(A block of data)
—————
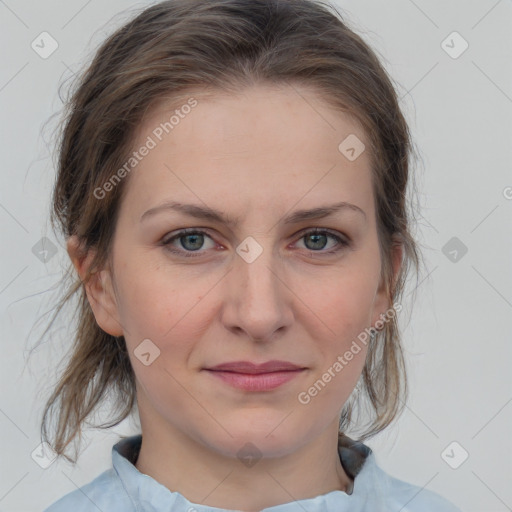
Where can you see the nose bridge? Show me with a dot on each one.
(258, 293)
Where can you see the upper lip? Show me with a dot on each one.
(248, 367)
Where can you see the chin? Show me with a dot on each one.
(264, 433)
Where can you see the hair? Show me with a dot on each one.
(164, 53)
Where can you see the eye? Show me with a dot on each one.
(192, 240)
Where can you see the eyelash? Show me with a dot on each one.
(342, 244)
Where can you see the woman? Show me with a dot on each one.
(232, 186)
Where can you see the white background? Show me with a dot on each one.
(458, 341)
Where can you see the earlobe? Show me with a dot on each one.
(383, 300)
(98, 287)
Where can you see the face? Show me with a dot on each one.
(256, 283)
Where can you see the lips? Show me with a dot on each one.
(247, 367)
(253, 377)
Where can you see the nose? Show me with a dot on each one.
(258, 301)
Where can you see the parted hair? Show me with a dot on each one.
(164, 52)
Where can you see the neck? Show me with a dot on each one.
(204, 476)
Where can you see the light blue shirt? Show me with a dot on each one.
(123, 488)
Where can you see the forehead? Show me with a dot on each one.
(260, 147)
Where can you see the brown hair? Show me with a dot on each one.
(165, 52)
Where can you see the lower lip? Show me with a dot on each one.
(256, 382)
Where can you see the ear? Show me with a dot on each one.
(99, 289)
(382, 302)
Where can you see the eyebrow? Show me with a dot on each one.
(207, 213)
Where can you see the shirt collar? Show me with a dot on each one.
(144, 490)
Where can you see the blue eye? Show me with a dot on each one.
(192, 240)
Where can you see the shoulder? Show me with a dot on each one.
(407, 497)
(105, 492)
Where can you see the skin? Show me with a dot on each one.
(258, 155)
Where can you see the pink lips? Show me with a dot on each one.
(256, 377)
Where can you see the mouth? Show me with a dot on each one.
(249, 376)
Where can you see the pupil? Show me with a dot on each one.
(197, 244)
(317, 237)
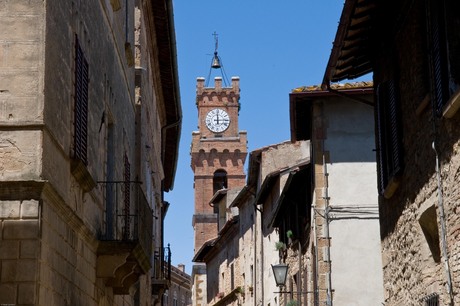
—————
• WHAT IS ASKED:
Copy all of the data above verbatim, omitting the pictures.

• SOLVED PROBLEM:
Where can you see the nose bridge? Show me with a dot on each one.
(258, 293)
Where can you see the upper lip? Show me with a dot on each one.
(248, 367)
Where can you see the chin? Show me with a dot on each one.
(264, 433)
Where can you see the hair? Show me with a dot on each one.
(164, 53)
Where can you see the eye? Show me with a dot on each one.
(192, 240)
Where can you see the eyelash? Show me with a dot on each one.
(342, 244)
Where can you see the woman? Show me with a dot on each one.
(232, 186)
Where can you see the white background? Show me with a dot on each one.
(458, 341)
Where can you see the earlobe? Show me with a dot on each one.
(383, 300)
(98, 287)
Where can you see the face? Show me with a dot on each one.
(256, 283)
Where can you see the lips? Show me with a dot on each one.
(247, 367)
(253, 377)
Where can you see the nose? Show me with a dot on each one.
(258, 301)
Where can you see the parted hair? Show me with a dot on each one.
(164, 52)
Where can you see the neck? Show me with a dot on each one.
(204, 476)
Where can you see the light blue shirt? Show me with a dot on each one.
(123, 488)
Where can you see the forehead? Show me with a dot on each one.
(260, 147)
Where can you see the brown hair? Show me with a dot on each one.
(165, 52)
Where can you see the lower lip? Show me with a dot on each one.
(256, 382)
Where can you see the ear? Show me with a dot on each one.
(99, 289)
(382, 302)
Where can you see the eyebrow? Show me with a dot on each one.
(207, 213)
Where can you see the shirt collar? Show me with a dot on each one.
(144, 490)
Where can you see the blue eye? Show me with a dot on each one.
(192, 240)
Where can you see the shoulder? Show me with a dot on each one.
(407, 497)
(105, 492)
Where can you see the skin? Show me with a dot on each one.
(258, 155)
Where can you see the pink lips? Show me with a dot on each one.
(256, 377)
Where can you see the mouth? Show me with a dot on each one.
(249, 376)
Where can you see the pupil? Show me with a dot on each one.
(197, 244)
(317, 237)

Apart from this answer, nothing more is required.